» **PROBLEM DETAILS**:
Answer these from the jury nullification paper:
1. Who is listed as facilitator?
2. What class code is given?
3. According to the abstract, what does the controversy emanate from?

» **DOCUMENT PASSAGE**:
--- BEGIN ---

Debra Bush, John Sydney, Sherrolyn Newell
University of Phoenix CJA/423
November 21, 2010
Facilitator: Stephen Humphries
CERTIFICATE OF ORIGINALITY: I certify that the attached paper, which was produced for the class identified above, is my original work and has not previously been submitted by me or by anyone else for any class. I further declare that I have cited all sources from which I used language, ideas and information, whether quoted verbatim or paraphrased, and that any and all assistance of any kind, which I received while producing this paper, has been acknowledged in the References section. This paper includes no trademarked material, logos, or images from the Internet, which I do not have written permission to include. I further agree that my name typed on the line below is intended to have, and shall have the same validity as my handwritten signature. Student's signature (name typed here is equivalent to a signature): Debra Bush, Sherrolyn Newel, and John Sydney
Abstract This paper will focus on race-based jury nullification as one of the remaining barriers to racial equality in the American system of justice. The paper will also focus on examples of past and present-day race-based jury nullification and shows how the exercise of race-base jury nullification is an ongoing source of controversy in American life. The controversy emanates from a lack of direct goals within the system. Finally, the paper will conclude by indicating that because of racial biases or motives, a jury may not always vote according to the facts presented.

--- END ---

» **STORED DATA**:
--- BEGIN ---

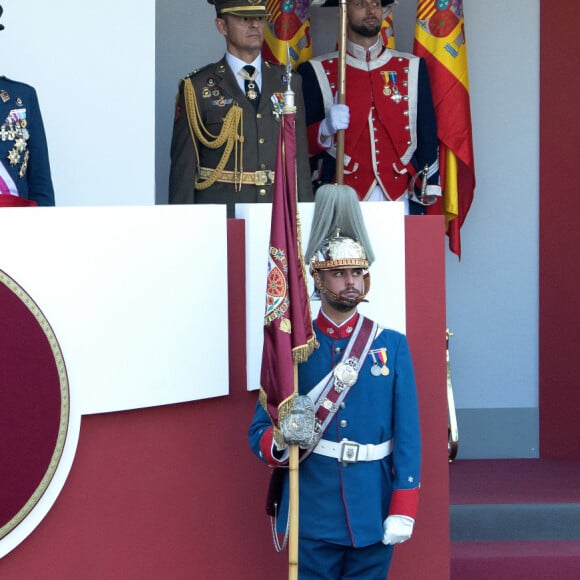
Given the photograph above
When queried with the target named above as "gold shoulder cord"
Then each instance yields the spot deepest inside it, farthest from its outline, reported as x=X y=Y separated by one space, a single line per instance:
x=231 y=134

--- END ---

» **WRITTEN ANSWER**:
1. Stephen Humphries
2. CJA/423
3. A lack of direct goals within the system